— Brief —
All the lines below should be set down exactly, with no picture carried into the copy.

— Given entries —
--- START ---

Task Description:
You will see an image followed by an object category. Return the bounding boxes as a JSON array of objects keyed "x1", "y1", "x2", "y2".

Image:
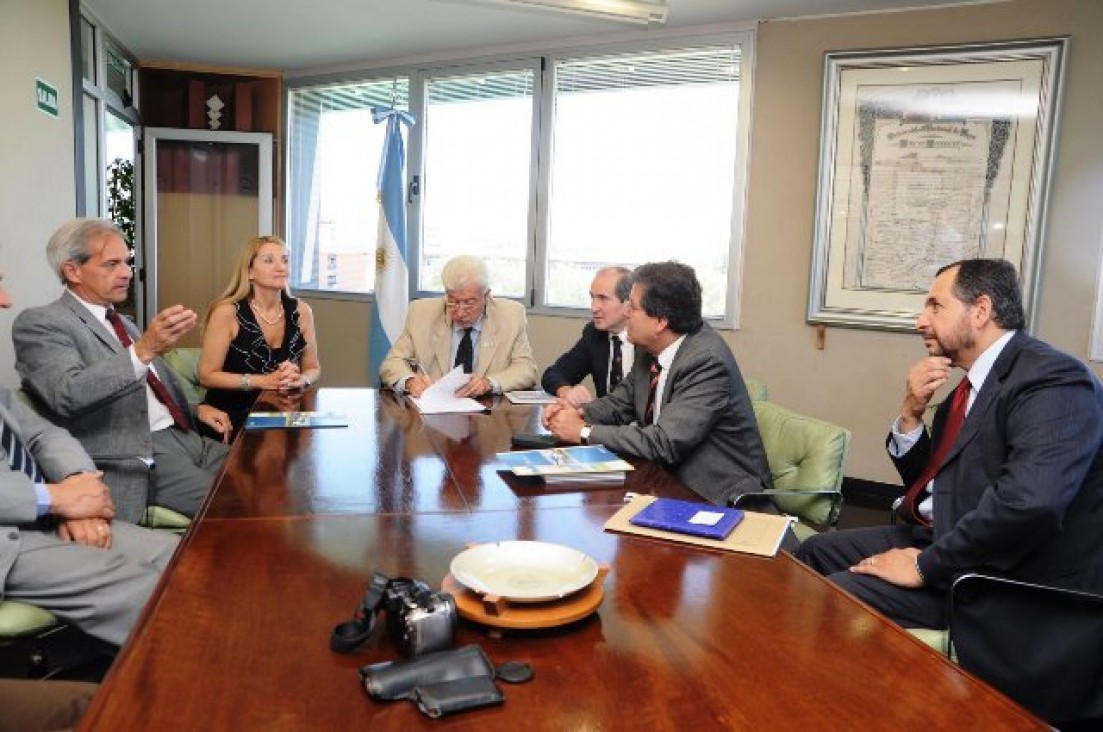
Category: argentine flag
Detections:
[{"x1": 369, "y1": 107, "x2": 415, "y2": 382}]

--- END ---

— Written solution —
Task Description:
You will see an image followed by an object category. Return the bounding boxes as a JSON array of objects keyed "x1", "y1", "x2", "y2".

Image:
Category: argentine flag
Detections:
[{"x1": 369, "y1": 107, "x2": 415, "y2": 382}]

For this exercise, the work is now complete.